Work to complete - If you tally the lines in the data below that contain the word "dress", what number do you get? Reply with the number alone.

Record list -
________________________________________

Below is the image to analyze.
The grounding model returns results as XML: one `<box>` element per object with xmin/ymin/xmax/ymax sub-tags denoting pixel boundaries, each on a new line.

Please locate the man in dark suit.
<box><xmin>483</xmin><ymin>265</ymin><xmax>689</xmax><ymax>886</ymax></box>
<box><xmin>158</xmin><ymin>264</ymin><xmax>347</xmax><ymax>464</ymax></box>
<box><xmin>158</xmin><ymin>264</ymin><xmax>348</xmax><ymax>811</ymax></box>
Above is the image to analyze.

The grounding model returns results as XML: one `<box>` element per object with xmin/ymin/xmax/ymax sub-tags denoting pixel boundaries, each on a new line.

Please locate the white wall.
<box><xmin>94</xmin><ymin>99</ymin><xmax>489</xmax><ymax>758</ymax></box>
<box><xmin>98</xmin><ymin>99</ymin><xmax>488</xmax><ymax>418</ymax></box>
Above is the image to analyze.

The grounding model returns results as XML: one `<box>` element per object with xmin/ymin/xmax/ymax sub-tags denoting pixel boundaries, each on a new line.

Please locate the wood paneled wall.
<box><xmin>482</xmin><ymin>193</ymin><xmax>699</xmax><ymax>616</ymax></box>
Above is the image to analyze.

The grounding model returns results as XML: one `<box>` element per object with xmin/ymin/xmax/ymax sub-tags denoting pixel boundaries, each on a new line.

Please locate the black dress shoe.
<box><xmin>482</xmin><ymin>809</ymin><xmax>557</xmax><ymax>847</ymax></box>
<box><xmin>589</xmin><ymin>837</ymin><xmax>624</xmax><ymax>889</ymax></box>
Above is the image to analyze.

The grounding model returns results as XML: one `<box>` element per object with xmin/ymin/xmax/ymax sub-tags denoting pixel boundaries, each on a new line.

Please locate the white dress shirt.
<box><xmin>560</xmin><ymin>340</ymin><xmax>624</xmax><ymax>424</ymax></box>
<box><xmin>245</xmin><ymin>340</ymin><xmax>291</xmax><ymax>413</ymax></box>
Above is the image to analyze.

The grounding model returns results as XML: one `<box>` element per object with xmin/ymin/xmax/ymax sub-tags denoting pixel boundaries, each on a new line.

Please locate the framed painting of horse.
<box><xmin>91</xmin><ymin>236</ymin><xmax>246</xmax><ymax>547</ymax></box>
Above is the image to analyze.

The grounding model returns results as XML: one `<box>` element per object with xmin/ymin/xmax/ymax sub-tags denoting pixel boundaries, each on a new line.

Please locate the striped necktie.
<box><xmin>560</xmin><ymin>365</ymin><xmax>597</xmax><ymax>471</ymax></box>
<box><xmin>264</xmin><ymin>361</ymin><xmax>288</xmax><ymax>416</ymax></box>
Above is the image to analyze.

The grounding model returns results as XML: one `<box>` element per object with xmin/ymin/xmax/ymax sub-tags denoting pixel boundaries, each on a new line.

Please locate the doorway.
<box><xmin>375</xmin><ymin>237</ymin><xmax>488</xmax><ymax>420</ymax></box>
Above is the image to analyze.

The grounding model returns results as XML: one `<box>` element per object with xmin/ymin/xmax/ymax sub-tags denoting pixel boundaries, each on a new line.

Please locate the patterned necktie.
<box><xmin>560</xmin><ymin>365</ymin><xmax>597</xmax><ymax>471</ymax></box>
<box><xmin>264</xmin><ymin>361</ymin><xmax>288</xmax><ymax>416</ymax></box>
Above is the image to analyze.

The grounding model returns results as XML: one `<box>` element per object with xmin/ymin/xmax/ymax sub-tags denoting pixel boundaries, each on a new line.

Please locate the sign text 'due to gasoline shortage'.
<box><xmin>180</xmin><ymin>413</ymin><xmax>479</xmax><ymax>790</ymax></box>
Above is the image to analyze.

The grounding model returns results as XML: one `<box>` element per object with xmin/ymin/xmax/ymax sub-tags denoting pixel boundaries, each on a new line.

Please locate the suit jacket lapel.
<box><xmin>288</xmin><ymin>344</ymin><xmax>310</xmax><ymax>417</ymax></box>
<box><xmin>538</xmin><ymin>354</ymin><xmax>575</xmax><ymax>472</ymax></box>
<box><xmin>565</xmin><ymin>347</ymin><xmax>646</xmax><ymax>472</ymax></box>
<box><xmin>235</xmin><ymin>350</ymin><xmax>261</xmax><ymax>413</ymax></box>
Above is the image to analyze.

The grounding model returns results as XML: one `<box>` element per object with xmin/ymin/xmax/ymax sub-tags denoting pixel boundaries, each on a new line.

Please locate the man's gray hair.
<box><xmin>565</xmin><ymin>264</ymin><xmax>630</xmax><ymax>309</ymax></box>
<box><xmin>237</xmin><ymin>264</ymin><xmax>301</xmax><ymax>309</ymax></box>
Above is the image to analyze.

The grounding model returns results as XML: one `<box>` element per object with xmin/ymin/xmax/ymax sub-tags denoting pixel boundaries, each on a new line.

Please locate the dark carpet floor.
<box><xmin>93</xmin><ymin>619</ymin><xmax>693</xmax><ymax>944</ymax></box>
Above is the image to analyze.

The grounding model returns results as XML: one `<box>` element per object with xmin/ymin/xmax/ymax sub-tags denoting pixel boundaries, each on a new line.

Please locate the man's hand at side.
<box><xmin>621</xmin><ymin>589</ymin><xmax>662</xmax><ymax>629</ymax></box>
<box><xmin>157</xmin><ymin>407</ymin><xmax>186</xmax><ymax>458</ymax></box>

________________________________________

Result for this task - 2